Die Aufgabe:
Welche Zeilen unten enthalten die Zeichenfolge „headboard“? Sammle jede davon und schreib sie vollständig ab.

Einträge aus einer Sammlung
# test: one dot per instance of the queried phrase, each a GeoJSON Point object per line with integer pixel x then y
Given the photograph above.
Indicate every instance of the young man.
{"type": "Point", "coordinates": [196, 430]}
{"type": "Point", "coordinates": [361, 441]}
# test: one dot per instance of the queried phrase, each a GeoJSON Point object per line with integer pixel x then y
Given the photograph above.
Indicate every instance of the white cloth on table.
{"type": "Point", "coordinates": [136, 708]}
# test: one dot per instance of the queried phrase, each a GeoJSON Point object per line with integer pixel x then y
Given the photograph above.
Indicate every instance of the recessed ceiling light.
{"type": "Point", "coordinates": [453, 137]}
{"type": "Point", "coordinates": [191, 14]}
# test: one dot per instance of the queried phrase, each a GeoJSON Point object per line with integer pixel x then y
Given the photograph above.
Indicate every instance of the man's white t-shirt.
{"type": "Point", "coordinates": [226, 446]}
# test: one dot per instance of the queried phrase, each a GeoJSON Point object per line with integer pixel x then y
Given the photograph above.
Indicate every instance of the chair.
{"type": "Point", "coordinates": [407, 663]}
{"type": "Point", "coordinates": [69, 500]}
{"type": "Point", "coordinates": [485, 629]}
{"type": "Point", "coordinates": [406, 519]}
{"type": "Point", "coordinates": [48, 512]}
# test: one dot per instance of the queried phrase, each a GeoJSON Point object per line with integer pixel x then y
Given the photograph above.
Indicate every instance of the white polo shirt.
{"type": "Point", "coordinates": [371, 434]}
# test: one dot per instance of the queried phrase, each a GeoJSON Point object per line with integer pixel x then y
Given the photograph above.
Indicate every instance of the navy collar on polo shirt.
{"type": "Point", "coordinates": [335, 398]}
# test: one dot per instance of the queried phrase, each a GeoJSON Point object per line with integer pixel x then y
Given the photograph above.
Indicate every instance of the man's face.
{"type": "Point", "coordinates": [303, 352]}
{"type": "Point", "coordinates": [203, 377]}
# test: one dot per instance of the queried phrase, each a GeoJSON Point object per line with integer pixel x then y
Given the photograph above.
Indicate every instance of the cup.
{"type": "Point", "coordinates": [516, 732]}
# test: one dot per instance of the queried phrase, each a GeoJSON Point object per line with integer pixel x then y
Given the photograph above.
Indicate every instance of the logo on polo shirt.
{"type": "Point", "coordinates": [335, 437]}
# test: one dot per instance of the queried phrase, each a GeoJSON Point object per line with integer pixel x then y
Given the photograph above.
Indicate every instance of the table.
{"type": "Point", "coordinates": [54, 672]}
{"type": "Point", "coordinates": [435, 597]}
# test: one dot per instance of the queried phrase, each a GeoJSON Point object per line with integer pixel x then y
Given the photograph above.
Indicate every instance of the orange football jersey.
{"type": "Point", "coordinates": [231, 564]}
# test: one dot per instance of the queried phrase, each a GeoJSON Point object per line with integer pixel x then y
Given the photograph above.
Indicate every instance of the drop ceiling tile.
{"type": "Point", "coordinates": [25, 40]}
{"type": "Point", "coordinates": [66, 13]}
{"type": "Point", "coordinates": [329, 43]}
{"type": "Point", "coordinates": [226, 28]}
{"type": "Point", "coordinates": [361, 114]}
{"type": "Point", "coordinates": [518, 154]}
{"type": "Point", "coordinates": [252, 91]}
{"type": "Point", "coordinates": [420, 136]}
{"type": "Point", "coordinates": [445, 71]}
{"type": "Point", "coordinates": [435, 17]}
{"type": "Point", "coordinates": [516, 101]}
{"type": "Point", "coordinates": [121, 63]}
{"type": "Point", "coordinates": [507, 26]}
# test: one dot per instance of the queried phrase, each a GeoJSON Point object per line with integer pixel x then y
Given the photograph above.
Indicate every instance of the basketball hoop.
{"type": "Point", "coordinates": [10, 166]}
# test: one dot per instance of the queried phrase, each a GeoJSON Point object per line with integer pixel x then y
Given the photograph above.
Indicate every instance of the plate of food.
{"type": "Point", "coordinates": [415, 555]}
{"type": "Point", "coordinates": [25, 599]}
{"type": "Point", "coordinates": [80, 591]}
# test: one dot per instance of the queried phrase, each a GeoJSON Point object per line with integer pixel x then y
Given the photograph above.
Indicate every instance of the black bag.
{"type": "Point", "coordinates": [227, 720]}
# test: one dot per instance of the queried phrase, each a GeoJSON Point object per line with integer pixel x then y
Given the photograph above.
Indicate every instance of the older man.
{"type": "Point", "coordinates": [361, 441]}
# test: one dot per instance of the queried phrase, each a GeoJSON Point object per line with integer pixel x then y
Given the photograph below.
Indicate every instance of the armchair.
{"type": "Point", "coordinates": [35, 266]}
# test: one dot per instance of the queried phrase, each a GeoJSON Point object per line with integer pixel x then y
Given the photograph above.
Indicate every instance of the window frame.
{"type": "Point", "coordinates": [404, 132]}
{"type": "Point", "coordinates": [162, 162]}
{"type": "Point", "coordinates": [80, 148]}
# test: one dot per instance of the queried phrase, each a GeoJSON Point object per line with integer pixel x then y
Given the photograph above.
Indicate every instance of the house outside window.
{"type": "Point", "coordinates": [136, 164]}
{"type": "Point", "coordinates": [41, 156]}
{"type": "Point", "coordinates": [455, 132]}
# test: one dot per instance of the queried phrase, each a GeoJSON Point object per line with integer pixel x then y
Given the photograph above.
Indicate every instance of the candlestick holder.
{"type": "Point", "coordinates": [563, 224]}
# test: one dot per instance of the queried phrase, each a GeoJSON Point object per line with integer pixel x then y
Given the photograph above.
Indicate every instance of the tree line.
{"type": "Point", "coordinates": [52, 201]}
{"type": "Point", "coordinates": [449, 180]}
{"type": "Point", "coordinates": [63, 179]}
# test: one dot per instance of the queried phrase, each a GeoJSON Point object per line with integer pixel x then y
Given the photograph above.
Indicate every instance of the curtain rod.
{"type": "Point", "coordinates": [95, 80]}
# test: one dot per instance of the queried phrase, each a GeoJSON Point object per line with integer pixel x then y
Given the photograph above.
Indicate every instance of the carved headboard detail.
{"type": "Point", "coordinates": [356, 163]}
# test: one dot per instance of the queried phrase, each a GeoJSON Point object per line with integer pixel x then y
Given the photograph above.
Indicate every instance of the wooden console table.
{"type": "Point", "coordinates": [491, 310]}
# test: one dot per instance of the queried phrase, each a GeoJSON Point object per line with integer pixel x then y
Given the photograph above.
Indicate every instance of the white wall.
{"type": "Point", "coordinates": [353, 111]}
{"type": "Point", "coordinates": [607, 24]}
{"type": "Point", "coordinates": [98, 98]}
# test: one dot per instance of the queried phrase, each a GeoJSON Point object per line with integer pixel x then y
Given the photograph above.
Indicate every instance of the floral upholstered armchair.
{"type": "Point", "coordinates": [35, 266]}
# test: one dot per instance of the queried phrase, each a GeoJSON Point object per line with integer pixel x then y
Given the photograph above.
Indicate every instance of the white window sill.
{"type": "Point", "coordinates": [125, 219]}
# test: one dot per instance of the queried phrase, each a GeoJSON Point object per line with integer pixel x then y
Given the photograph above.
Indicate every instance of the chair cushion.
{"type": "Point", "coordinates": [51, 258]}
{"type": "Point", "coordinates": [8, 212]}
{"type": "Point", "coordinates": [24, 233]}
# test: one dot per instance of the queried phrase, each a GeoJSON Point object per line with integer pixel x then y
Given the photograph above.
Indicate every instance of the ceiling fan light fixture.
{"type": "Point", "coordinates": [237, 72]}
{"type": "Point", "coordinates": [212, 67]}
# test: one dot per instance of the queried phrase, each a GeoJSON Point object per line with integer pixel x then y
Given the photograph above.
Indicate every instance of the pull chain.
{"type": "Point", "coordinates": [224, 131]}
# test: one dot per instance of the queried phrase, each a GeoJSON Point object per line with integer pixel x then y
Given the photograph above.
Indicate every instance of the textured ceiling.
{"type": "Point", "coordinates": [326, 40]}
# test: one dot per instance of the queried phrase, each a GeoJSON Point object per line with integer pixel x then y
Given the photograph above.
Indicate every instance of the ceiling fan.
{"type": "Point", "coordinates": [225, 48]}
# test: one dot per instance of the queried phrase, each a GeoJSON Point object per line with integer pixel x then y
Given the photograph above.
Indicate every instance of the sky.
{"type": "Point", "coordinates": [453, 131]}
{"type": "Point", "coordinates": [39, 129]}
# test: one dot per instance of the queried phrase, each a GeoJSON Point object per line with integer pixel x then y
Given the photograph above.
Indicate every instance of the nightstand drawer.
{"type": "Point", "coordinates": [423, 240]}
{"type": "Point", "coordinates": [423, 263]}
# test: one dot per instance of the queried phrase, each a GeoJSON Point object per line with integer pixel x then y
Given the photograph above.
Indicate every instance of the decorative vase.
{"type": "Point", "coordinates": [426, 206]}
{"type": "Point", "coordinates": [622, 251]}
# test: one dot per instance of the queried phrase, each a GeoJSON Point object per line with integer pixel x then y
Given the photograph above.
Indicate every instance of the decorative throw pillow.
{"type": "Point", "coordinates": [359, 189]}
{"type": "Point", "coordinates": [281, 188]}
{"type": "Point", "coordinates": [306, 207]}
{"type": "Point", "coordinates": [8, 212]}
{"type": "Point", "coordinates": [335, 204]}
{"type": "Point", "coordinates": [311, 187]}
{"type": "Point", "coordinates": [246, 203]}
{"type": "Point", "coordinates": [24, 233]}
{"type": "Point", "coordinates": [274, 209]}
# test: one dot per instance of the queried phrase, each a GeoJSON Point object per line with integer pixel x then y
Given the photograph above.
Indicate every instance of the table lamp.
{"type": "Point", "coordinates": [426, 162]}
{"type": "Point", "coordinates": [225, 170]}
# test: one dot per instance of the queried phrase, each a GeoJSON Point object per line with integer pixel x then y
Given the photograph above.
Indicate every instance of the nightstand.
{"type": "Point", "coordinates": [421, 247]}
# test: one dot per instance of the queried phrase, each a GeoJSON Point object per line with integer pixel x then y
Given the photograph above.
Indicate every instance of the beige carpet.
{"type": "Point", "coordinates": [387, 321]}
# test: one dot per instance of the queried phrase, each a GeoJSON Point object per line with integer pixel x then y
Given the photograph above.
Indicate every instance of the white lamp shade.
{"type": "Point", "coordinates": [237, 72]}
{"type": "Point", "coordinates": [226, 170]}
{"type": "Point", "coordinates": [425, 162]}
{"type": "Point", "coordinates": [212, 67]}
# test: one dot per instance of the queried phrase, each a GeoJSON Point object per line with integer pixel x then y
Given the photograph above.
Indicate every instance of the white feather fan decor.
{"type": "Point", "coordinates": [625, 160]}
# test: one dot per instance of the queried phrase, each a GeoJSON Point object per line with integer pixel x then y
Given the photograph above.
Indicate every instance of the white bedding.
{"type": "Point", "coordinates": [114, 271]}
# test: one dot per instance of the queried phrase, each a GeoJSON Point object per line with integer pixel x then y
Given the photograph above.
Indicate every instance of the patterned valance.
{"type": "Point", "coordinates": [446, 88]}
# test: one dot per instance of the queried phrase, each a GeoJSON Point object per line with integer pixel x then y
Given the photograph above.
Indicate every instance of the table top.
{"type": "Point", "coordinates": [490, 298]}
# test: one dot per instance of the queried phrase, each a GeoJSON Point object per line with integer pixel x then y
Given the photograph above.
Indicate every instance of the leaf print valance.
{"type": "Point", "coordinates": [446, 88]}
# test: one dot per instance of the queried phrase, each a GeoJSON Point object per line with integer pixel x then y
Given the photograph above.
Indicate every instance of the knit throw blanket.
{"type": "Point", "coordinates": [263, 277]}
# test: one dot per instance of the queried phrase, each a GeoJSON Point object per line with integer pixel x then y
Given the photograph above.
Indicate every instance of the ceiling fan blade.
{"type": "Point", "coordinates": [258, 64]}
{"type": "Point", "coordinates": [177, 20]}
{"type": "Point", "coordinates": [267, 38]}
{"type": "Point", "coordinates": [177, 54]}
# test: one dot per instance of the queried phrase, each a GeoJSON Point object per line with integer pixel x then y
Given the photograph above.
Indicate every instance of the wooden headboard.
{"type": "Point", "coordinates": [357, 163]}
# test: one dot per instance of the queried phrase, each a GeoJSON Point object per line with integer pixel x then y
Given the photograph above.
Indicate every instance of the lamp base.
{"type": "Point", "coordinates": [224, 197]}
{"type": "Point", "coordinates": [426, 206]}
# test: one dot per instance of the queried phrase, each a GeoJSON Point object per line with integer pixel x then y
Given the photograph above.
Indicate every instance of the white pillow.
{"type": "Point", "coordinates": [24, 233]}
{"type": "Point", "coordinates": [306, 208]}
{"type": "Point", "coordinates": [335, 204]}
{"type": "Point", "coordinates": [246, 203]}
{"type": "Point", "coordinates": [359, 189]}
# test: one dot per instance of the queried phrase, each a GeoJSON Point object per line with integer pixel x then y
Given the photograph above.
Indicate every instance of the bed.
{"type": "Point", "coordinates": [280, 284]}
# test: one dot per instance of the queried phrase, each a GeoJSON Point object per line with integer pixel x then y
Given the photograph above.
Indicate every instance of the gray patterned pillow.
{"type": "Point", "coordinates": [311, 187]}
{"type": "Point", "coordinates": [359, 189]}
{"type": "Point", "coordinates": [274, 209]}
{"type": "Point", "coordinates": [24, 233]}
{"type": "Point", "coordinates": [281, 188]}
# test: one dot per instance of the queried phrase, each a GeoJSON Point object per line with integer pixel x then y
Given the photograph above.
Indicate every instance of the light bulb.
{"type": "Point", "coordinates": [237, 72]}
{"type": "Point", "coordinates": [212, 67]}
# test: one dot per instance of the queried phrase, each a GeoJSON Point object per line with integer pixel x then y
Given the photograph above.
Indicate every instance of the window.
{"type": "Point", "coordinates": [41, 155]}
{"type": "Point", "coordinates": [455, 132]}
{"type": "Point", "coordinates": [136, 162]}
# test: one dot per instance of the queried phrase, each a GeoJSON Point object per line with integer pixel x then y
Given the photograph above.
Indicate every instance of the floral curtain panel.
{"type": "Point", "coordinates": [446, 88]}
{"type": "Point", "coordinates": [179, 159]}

Gelöste Aufgabe:
Indicate every instance of the carved headboard detail.
Indicate every instance of the wooden headboard.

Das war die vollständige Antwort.